Top of EXTRACTED RECORDS
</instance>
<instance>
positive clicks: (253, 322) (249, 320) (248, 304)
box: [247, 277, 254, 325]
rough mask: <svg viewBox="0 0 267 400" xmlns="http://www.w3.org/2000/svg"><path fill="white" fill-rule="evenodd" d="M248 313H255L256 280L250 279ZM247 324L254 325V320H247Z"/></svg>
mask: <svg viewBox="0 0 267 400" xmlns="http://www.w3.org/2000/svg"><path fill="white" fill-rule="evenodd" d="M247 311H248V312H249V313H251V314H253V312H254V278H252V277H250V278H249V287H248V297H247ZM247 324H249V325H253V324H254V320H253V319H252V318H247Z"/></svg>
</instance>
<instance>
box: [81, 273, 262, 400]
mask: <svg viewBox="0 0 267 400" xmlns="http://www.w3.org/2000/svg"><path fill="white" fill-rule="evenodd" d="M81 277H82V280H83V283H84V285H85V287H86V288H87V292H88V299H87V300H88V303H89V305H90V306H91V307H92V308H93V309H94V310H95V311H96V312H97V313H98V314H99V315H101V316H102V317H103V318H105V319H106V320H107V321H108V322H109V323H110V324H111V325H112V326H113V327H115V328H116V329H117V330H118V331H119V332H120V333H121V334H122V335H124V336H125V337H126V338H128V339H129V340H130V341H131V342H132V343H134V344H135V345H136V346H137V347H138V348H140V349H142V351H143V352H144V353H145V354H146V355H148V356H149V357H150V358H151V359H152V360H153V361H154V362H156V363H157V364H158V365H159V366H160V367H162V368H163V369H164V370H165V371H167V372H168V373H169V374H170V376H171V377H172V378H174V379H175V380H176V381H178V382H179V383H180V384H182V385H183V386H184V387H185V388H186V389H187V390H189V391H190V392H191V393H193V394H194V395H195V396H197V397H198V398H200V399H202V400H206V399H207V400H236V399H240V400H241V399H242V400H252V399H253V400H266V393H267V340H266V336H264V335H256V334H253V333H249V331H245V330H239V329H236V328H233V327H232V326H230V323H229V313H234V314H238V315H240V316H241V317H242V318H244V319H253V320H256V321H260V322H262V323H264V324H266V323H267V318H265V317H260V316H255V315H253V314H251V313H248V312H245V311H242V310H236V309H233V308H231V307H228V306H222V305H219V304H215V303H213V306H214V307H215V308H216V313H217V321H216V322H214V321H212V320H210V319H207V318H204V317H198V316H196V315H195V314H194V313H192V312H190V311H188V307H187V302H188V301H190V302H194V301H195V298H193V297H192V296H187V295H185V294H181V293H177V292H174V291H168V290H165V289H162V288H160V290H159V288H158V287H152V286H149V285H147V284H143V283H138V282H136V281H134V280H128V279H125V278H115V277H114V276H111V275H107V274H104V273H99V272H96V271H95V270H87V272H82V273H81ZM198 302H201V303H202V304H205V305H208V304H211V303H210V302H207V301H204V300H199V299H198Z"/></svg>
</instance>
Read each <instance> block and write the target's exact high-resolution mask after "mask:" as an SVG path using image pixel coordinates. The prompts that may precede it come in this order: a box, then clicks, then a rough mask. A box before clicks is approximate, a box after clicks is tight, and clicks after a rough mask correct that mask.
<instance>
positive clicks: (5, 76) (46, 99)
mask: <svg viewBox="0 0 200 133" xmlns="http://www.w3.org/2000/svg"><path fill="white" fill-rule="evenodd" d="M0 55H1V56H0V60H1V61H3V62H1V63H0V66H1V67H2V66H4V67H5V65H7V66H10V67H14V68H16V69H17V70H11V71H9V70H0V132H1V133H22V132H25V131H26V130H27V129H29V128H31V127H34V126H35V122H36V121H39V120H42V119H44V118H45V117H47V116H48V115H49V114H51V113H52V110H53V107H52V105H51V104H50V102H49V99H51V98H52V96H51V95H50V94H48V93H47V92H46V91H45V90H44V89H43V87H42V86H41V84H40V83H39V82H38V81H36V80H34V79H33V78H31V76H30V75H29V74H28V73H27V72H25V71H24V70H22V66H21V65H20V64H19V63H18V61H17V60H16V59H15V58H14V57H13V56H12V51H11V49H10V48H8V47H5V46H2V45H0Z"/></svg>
Bottom of EXTRACTED RECORDS
* [INSTRUCTIONS FOR THE TASK] Render the whole set of entries again, exactly as given.

* [TASK OUTPUT]
</instance>
<instance>
positive clicks: (253, 322) (249, 320) (248, 304)
box: [247, 277, 254, 325]
rough mask: <svg viewBox="0 0 267 400" xmlns="http://www.w3.org/2000/svg"><path fill="white" fill-rule="evenodd" d="M248 313H255L256 280L250 279ZM247 324L254 325V320H247Z"/></svg>
mask: <svg viewBox="0 0 267 400" xmlns="http://www.w3.org/2000/svg"><path fill="white" fill-rule="evenodd" d="M247 311H248V312H249V313H251V314H253V312H254V278H252V277H250V278H249V287H248V297H247ZM247 324H249V325H253V324H254V320H253V319H252V318H247Z"/></svg>
</instance>
<instance>
box: [81, 273, 262, 400]
mask: <svg viewBox="0 0 267 400" xmlns="http://www.w3.org/2000/svg"><path fill="white" fill-rule="evenodd" d="M81 277H82V280H83V283H84V285H85V287H86V288H87V292H88V299H87V300H88V303H89V305H90V306H91V307H92V308H93V309H94V310H95V311H96V312H97V313H98V314H99V315H101V316H102V317H103V318H105V319H106V320H107V321H108V322H109V323H110V324H111V325H112V326H113V327H115V328H116V329H117V330H118V331H119V332H120V333H121V334H122V335H124V336H125V337H126V338H128V339H129V340H130V341H131V342H132V343H134V344H135V345H136V346H137V347H138V348H140V349H142V351H143V352H144V353H145V354H146V355H148V356H149V357H150V358H151V359H152V360H153V361H154V362H156V363H157V364H158V365H159V366H160V367H162V368H163V369H164V370H165V371H167V372H168V373H169V374H170V376H171V377H172V378H174V379H175V380H176V381H178V382H179V383H180V384H182V385H183V386H184V387H185V388H186V389H187V390H189V391H190V392H191V393H193V394H194V395H195V396H197V397H198V398H200V399H202V400H206V399H207V400H236V399H240V400H241V399H242V400H252V399H253V400H266V393H267V340H266V336H264V335H256V334H253V333H249V331H245V330H239V329H236V328H233V327H232V326H230V323H229V313H234V314H238V315H240V316H241V317H242V318H244V319H253V320H256V321H260V322H262V323H264V324H266V323H267V318H265V317H260V316H255V315H253V314H251V313H248V312H245V311H242V310H236V309H233V308H231V307H228V306H222V305H219V304H215V303H213V306H214V307H215V308H216V313H217V321H216V322H214V321H212V320H210V319H207V318H204V317H198V316H196V315H195V314H194V313H192V312H190V311H188V307H187V302H188V301H190V302H194V301H195V298H193V297H192V296H187V295H185V294H181V293H177V292H174V291H168V290H165V289H162V288H160V290H159V288H158V287H152V286H149V285H147V284H143V283H138V282H136V281H134V280H128V279H125V278H115V277H114V276H111V275H107V274H104V273H99V272H96V271H95V270H87V272H82V273H81ZM198 302H201V303H202V304H205V305H208V304H211V303H210V302H207V301H204V300H199V299H198Z"/></svg>
</instance>
Read each <instance> block and write the target's exact high-resolution mask after "mask:" as an SVG path using image pixel coordinates. The prompts that may precede it come in this order: a box, then clicks, then a rough mask. A box before clicks is approximate, a box after clicks is tight, and clicks after a rough mask correct that mask.
<instance>
positive clicks: (5, 76) (46, 99)
mask: <svg viewBox="0 0 200 133" xmlns="http://www.w3.org/2000/svg"><path fill="white" fill-rule="evenodd" d="M0 55H1V56H0V60H1V61H3V62H1V63H0V66H1V67H2V66H4V67H5V65H7V66H10V67H14V68H16V69H17V70H11V71H9V70H0V132H1V133H22V132H25V131H26V130H27V129H29V128H31V127H34V126H35V122H36V121H39V120H42V119H44V118H45V117H47V116H48V115H49V114H51V113H52V110H53V107H52V105H51V104H50V102H49V99H51V98H52V96H51V95H50V94H48V93H47V92H46V91H45V90H44V89H43V87H42V86H41V84H40V83H39V82H38V81H36V80H34V79H33V78H31V76H30V75H29V74H28V73H27V72H25V71H24V70H22V66H21V65H20V64H19V63H18V61H17V60H16V59H15V58H14V57H13V56H12V51H11V49H10V48H8V47H5V46H2V45H0Z"/></svg>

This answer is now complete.